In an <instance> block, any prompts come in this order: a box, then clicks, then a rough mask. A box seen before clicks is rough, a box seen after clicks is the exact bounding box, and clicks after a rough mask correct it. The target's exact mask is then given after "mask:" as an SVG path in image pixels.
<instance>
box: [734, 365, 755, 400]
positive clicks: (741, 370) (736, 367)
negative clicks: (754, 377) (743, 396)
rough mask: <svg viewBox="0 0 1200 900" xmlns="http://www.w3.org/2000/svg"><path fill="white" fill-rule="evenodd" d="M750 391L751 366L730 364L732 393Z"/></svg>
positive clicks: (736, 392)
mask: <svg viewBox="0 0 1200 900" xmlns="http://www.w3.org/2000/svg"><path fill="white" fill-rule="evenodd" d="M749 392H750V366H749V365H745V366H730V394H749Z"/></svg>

How to complete this task: Repeat the records exactly, leaving out none of them.

Response to this task:
In an <instance> block, any prompts come in this order: a box, then clicks, then a rough mask. A box seen before clicks is rough, a box seen after clicks is the exact bounding box, and clicks after a rough mask correct it. The target's exact mask is then given after "mask:" as an SVG path in image pixels.
<instance>
box: [734, 365, 755, 400]
positive clicks: (741, 370) (736, 367)
negative clicks: (754, 377) (743, 396)
rough mask: <svg viewBox="0 0 1200 900" xmlns="http://www.w3.org/2000/svg"><path fill="white" fill-rule="evenodd" d="M750 391L751 366L730 364L732 393Z"/></svg>
positive clicks: (736, 392)
mask: <svg viewBox="0 0 1200 900" xmlns="http://www.w3.org/2000/svg"><path fill="white" fill-rule="evenodd" d="M749 392H750V366H749V365H745V366H730V394H749Z"/></svg>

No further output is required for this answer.